>> Start Materials provided

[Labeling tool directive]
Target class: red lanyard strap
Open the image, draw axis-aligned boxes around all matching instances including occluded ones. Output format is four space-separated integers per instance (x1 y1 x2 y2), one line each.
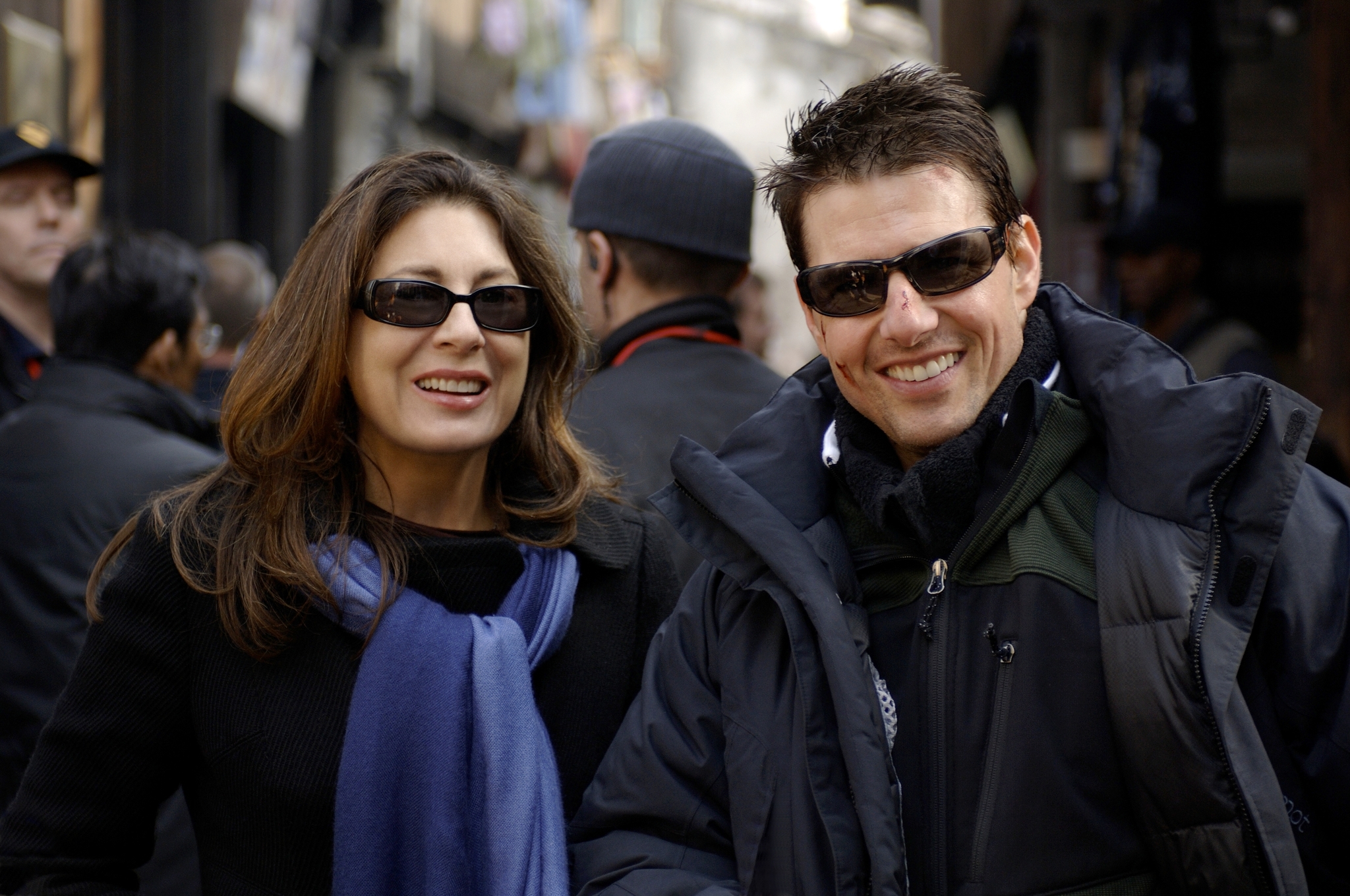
609 327 741 367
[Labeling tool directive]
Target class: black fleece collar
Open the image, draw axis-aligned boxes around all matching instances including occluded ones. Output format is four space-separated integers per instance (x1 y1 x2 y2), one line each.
599 296 741 368
835 305 1060 557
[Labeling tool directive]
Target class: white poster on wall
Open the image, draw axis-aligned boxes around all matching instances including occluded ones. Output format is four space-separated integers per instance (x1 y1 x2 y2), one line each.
231 0 318 136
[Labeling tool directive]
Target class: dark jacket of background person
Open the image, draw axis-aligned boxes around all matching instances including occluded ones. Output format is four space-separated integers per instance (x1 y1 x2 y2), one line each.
0 498 676 896
0 359 220 806
568 296 783 582
571 285 1350 896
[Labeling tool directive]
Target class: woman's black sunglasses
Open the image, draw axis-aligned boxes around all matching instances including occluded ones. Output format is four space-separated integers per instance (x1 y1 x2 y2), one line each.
351 279 543 333
796 225 1007 317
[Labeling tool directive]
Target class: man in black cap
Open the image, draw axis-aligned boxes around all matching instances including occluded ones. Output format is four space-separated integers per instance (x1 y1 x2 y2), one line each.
0 121 99 414
568 119 783 579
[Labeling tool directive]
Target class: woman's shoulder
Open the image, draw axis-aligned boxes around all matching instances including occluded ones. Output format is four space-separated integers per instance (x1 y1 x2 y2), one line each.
568 495 655 569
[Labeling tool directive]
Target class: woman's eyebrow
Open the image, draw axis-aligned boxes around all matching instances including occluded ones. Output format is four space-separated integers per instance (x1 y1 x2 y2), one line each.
474 267 515 283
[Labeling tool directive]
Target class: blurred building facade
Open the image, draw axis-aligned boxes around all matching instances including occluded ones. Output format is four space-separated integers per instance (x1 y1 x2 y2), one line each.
0 0 1350 434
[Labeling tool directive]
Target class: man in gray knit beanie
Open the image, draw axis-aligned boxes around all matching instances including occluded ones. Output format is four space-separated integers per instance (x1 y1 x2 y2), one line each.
568 119 782 579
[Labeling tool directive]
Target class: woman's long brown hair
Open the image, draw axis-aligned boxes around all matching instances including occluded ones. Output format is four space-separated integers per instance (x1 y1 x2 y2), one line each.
86 151 610 657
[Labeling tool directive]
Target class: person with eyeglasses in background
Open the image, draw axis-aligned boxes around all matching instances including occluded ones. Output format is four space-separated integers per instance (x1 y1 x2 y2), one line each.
0 121 99 414
571 66 1350 896
0 231 221 893
194 240 277 412
0 151 676 896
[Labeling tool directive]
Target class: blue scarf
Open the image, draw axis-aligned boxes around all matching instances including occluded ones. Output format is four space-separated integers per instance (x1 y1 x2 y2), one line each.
313 540 578 896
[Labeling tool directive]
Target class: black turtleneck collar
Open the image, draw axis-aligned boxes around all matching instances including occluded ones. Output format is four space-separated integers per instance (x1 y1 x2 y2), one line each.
599 296 741 368
835 306 1060 557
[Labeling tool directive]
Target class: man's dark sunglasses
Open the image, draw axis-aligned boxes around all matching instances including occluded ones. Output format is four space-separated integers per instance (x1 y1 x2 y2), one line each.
796 225 1007 317
351 279 543 333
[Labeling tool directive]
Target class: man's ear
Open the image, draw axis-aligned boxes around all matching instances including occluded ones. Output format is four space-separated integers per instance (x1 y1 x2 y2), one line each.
1007 215 1041 312
726 264 751 296
135 327 182 383
582 231 618 287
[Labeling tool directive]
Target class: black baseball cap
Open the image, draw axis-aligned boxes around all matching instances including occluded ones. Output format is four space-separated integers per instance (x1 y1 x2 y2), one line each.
0 121 99 179
1101 202 1203 255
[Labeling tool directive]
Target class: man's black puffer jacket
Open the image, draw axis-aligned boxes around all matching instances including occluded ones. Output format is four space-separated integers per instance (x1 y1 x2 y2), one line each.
571 285 1350 896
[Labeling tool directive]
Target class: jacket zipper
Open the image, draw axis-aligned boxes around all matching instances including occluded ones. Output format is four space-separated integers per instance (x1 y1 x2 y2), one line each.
1190 389 1270 893
918 418 1036 893
969 622 1016 884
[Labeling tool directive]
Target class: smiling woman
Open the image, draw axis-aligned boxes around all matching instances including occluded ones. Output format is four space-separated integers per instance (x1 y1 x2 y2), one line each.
0 152 676 896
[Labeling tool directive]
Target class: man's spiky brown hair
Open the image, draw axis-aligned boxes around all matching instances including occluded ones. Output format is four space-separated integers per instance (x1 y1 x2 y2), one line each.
760 63 1022 269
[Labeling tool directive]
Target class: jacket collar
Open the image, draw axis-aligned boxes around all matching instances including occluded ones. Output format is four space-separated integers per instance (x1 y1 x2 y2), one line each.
34 356 220 449
510 486 633 569
599 296 741 368
653 283 1319 565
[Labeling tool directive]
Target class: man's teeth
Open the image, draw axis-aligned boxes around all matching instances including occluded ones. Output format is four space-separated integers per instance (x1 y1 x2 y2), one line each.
417 378 487 395
885 352 961 383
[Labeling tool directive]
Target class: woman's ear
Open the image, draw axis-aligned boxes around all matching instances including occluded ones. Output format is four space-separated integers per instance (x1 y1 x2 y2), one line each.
135 327 182 383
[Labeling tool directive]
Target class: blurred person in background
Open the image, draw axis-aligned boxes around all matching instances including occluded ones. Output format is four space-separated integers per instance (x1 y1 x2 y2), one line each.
0 121 99 414
196 240 277 410
568 119 783 582
726 271 774 360
0 151 676 896
1105 205 1280 381
0 232 221 893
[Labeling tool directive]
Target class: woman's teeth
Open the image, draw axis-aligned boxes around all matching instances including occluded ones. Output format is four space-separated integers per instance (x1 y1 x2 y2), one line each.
417 378 487 395
885 352 964 383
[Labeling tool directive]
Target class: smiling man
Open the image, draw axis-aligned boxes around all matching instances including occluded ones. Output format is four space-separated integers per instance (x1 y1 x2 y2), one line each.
0 121 99 414
571 67 1350 896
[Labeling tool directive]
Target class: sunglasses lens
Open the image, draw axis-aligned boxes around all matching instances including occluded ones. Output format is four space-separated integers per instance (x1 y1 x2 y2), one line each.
802 262 885 317
906 231 997 294
474 286 539 332
371 281 450 327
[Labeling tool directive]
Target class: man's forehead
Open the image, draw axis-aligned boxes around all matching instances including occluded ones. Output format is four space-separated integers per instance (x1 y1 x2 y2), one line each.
0 159 76 186
802 165 993 264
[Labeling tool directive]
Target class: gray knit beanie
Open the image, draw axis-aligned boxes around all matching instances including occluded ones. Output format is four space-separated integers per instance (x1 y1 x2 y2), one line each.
567 119 755 262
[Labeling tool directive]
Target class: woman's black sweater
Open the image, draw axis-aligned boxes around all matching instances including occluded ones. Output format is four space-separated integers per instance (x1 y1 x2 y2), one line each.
0 501 678 896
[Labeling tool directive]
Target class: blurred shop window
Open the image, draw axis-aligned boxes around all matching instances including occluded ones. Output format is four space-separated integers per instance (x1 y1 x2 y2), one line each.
4 12 66 139
231 0 320 136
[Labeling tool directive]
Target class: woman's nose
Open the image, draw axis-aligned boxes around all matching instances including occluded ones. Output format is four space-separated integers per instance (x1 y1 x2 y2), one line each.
436 302 484 352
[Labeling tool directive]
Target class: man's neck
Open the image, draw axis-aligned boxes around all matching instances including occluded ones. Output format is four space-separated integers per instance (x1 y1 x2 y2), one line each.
598 271 686 339
0 278 53 355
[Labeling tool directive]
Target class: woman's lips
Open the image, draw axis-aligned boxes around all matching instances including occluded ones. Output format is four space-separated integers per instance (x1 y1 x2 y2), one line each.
413 376 491 410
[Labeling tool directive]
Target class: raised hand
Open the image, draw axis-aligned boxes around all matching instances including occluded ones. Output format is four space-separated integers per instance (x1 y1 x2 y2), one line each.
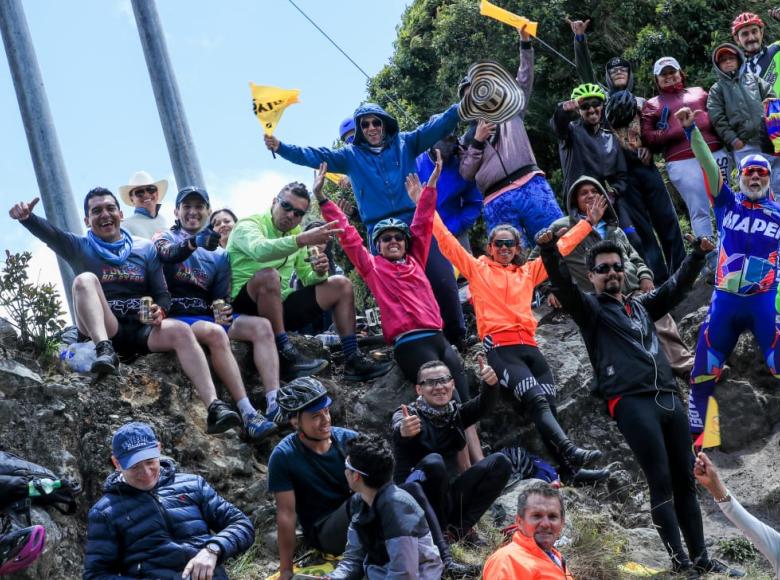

>> End Materials provided

* _Aim of the task_
Output the data as a numbered list, from its first line up to and including the line with "231 0 318 136", skipping any blank lines and leaving out the pictures.

* _Correct result_
1. [Labeling tool directive]
2. Target class: red lanyard strap
3. Open the image, draw axis-aligned boxes around all matching instances including occluded ones. Output format is four space-separated integers per instance (x1 y1 x2 y2), one line each.
4. 609 327 741 367
5. [Labeling tool directive]
6. Target class: black fleece collar
7. Open the image, draw axis-aligned boxes around all matching instances including occluded ones. Output format is four space-separated integers per instance (x1 y1 x2 y2), one line each.
8. 599 296 741 368
9. 835 305 1060 557
10. [Labeling tool directive]
11. Target class: white poster on wall
12. Open the image, draw axis-aligned boxes around all matching instances including occluded ones. Output format is four space-separated integers per instance (x1 y1 x2 y2), one line each.
13. 231 0 318 136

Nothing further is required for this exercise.